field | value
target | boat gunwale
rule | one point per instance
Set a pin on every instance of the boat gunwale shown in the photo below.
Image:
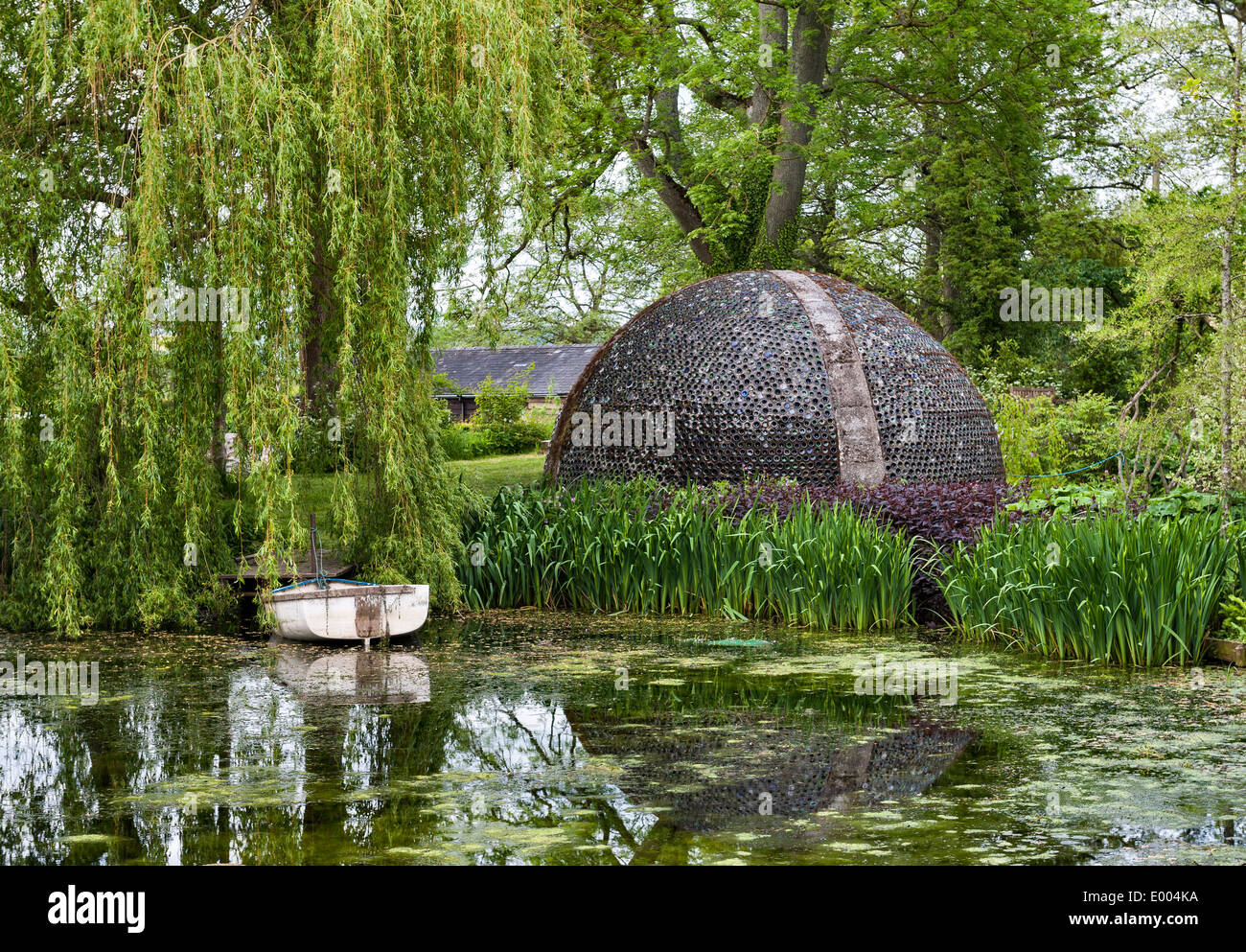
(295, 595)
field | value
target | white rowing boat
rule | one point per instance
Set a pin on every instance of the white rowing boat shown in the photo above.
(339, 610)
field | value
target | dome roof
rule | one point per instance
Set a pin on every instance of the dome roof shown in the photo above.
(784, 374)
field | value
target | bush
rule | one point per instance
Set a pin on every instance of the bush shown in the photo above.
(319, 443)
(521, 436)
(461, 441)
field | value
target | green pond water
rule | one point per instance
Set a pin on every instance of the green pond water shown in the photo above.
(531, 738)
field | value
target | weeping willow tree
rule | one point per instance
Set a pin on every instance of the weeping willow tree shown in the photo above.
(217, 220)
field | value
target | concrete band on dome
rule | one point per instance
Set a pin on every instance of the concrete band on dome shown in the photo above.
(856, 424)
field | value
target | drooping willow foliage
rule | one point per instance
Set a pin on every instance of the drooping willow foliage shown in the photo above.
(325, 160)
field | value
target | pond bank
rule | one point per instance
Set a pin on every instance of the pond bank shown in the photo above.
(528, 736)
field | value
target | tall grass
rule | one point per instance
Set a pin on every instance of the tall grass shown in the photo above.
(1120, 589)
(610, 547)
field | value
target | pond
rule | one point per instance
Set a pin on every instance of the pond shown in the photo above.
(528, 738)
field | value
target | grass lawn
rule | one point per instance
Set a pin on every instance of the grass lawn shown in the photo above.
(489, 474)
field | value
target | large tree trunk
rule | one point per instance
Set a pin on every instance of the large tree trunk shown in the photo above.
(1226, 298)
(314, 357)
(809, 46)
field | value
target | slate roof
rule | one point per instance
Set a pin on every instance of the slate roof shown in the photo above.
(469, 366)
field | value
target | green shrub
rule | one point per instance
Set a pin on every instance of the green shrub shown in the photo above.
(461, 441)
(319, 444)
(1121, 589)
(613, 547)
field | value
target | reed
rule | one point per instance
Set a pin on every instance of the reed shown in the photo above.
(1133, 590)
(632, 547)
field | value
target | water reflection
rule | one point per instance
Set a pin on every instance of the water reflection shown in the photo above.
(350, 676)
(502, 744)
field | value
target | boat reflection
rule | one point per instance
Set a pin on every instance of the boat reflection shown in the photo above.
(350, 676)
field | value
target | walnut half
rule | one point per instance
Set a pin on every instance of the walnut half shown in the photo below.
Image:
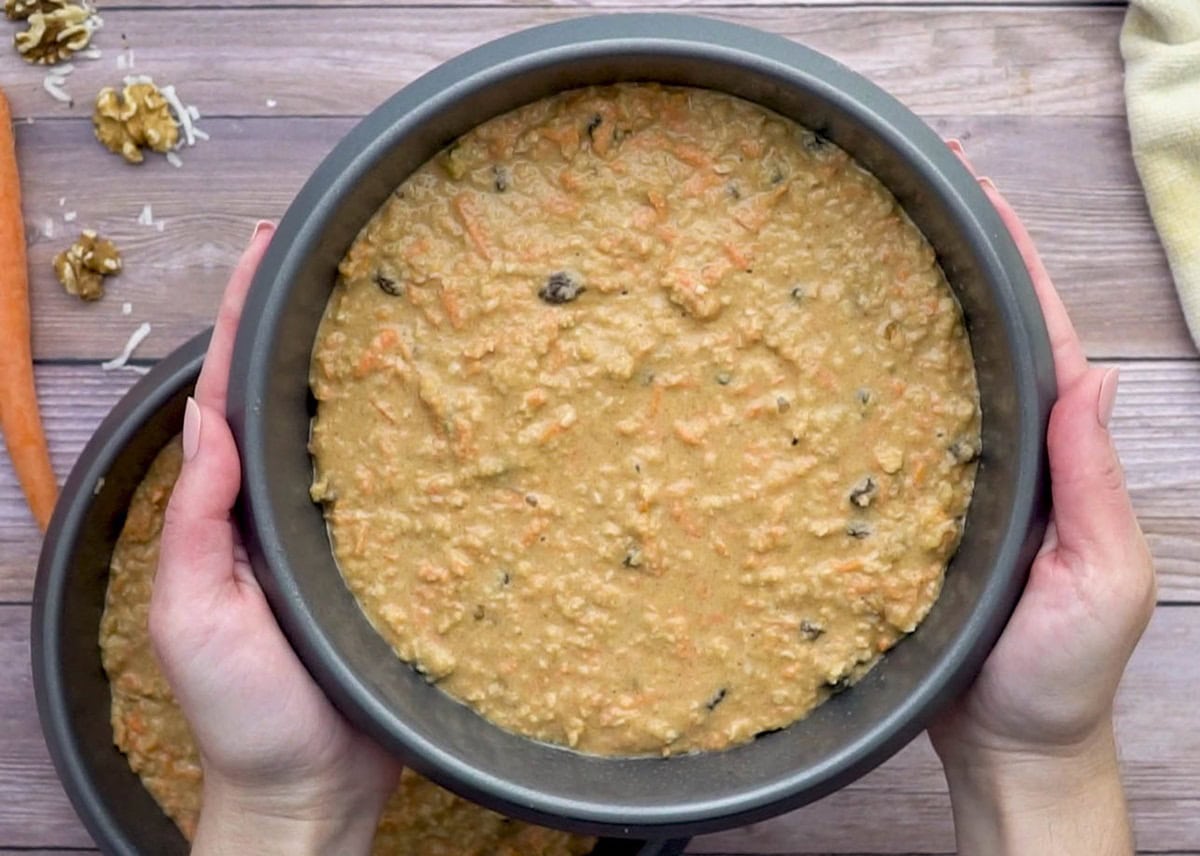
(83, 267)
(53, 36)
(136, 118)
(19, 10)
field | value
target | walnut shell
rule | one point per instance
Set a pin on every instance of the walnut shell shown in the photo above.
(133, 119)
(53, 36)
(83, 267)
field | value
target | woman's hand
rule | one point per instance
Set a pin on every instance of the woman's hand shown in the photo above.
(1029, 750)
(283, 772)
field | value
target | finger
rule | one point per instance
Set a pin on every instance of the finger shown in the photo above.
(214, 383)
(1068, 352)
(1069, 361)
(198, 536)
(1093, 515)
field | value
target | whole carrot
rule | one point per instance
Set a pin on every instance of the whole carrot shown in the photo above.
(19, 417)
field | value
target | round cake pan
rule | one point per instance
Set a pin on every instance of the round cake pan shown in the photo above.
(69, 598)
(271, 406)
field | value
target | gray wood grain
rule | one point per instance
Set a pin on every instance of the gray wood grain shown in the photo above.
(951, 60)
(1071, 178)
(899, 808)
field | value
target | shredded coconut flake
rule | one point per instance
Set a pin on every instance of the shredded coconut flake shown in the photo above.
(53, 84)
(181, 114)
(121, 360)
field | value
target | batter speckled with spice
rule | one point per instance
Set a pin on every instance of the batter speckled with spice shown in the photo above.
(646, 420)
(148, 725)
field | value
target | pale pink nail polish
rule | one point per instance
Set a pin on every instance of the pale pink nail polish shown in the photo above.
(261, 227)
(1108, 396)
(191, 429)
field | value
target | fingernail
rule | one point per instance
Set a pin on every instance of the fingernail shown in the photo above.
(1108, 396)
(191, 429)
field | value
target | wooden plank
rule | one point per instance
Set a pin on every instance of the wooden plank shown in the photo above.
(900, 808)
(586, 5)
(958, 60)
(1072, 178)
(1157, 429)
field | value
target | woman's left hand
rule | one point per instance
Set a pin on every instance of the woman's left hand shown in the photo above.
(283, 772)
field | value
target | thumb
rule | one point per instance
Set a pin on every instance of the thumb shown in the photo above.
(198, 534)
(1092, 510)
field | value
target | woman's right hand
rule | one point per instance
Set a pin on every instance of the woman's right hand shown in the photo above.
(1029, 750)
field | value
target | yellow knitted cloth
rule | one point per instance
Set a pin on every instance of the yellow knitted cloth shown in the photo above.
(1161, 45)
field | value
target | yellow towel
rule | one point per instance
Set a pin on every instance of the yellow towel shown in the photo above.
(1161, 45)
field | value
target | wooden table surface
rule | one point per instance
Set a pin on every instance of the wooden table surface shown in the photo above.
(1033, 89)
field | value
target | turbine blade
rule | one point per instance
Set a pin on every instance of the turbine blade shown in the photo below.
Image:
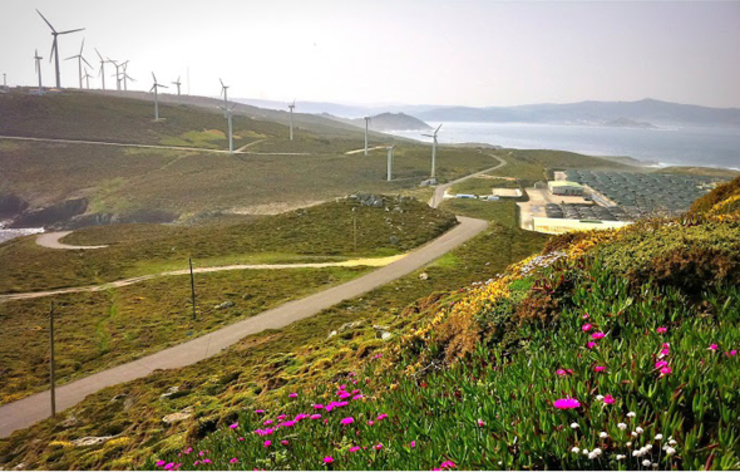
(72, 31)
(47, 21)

--- --- ---

- _AIM OF THE TASK_
Take the records above and transcribe them exactly, dropping every picture.

- _THE RESULT_
field | value
target | boat gunwale
rule | one point per instance
Set a pin on every instance of the boat gunwale shown in the photo below.
Image:
(295, 595)
field | value
target | white rowing boat
rule | one point per instance
Set a pin on every instance of the white rowing boat shown in the photo above.
(339, 610)
field | value
target | dome roof
rule | one point per instance
Set a pin on every instance of the dome roof shown in the photo above.
(784, 374)
field | value
target | bush
rule | one point per instance
Set a pin on every instance of the bush shown in the photo above.
(319, 443)
(521, 436)
(461, 441)
field | value
target | green pond water
rule | one point per instance
Set a pin on every instance of the green pond water shown in the photo above.
(531, 738)
field | value
target | weeping willow tree
rule | one point per instance
Set a pin on every instance of the weeping willow tree shown in the photo above.
(217, 220)
field | value
target | concrete band on dome
rule | one point per instance
Set a pin on every instance of the concrete band on dome shown in the photo above.
(856, 424)
field | value
target | drooping willow foliage
rule | one point per instance
Set a pin on every instance of the drooping willow foliage shown in the photo above.
(325, 160)
field | value
target | pond bank
rule | one point per instance
Set a pin on every instance of the pond bank shown in the photo above.
(528, 736)
field | value
target | tall grass
rule | one point per instance
Set a pin on every instance of the tall grass shown in the photo above.
(1120, 589)
(610, 547)
field | value
target | pond
rule | one point per instance
Set a pin on every instance of the pond shown in the photo above.
(528, 738)
field | value
target | grass lawn
rule | one point per instance
Set a pin on every instance of the grass lawn shown in the photo above.
(489, 474)
field | value
target | large tree trunk
rule | one point per instance
Set a pin on every instance of the large tree trunk shown in the photo above.
(1226, 298)
(314, 357)
(809, 46)
field | value
target | slate roof
rule | one point per instance
Set a pin on every instance of the slate roof shown in the photo above.
(469, 366)
field | value
target | green shrub
rule | one point per instance
Set a pin on every instance of the green shrub shown in the photo above.
(461, 441)
(319, 444)
(1121, 589)
(613, 547)
field | value
target | reed
rule | one point per instance
Set a pin on every instance of the reed shown in the photo above.
(1133, 590)
(632, 547)
field | value
target | water reflection
rule | one point per instance
Set a pin on every instance of the water reflection shown in the photo above.
(350, 676)
(502, 744)
field | value
target | boat reflection
rule | one point per instance
Set a pin on every instance of the boat reflection shown in the photo above.
(350, 676)
field | value
target | walnut half
rule | one point per instance
Set a pin on every instance of the walnut half shown in the photo below.
Image:
(83, 267)
(53, 36)
(136, 118)
(19, 10)
field | value
target | walnut shell
rule | one point per instance
Set a pin on every instance of the walnut shell shown in the photo above.
(133, 119)
(53, 36)
(83, 267)
field | value
target | woman's hand
rule | one point per instance
Set a pin on every instance of the woman's hand shown in the photo above.
(1029, 750)
(283, 772)
field | value
target | finger
rule | one point per instance
Set a pin on every instance of the finger shown in the photo above.
(214, 383)
(1068, 352)
(1069, 361)
(198, 536)
(1093, 515)
field | value
target | whole carrot
rule | one point per instance
Set a pin on every instance of the whole carrot shown in the photo above.
(19, 417)
field | value
target | round cake pan
rule | one point per instance
Set a pin on every instance of the round cake pan shown in the photo above.
(69, 598)
(271, 406)
field | value
target | gray wood grain
rule | one point per instance
Set a pin on every instance of the gray wood grain shown in the photo above.
(951, 60)
(1071, 178)
(899, 808)
field | value
target | shredded coconut flake
rule | one point per instance
Set a pin on every instance of the shredded coconut flake shown in the photo above.
(53, 84)
(181, 114)
(121, 360)
field | value
target | batter speckled with spice
rule | one point per instance
Set a pin on every instance of the batter speckled with spice shown in the photo above.
(646, 420)
(148, 725)
field | value
target | pale pink nail polish
rule | one point per instance
Set a pin on every instance of the pale pink nail polish shown in the photo above.
(261, 227)
(1108, 396)
(191, 429)
field | value
target | fingernail
rule | one point per instance
Set a pin on every instance of the fingernail shown in the photo above.
(1108, 396)
(191, 429)
field | value
target | wooden plank
rule | one point per instance
Set a pin on every instance of the wooden plank shown in the photo above.
(900, 808)
(586, 5)
(958, 60)
(1072, 178)
(1157, 429)
field | value
target | woman's left hand
rule | one point per instance
Set a pin on every instance of the woman's left hand shown in the photo above.
(283, 772)
field | value
target | thumb
rule | one point per instance
Set a pin on every instance of the thumb shown in the photo above.
(198, 534)
(1092, 510)
field | value
target | woman's right hand
rule | one point per instance
Set a pin on every instance of the woman's right hand shown in the photo above.
(1029, 750)
field | value
target | yellow knitted cloth
rule | one point per instance
Set a pin on every instance of the yellow knitted cloth shown in the photo above.
(1161, 45)
field | value
target | yellow towel
rule | one point per instance
Set a pin on every instance of the yellow towel shown in the photo above.
(1161, 45)
field | value
target | wooden table surface
rule | one point per instance
Set a pin on every instance of the wooden table surface shown in the photo above.
(1033, 89)
field | value
target | turbine blade
rule | one point per instance
Set a pin on every instance of the turbine blade shown in the photo below.
Image:
(72, 31)
(47, 21)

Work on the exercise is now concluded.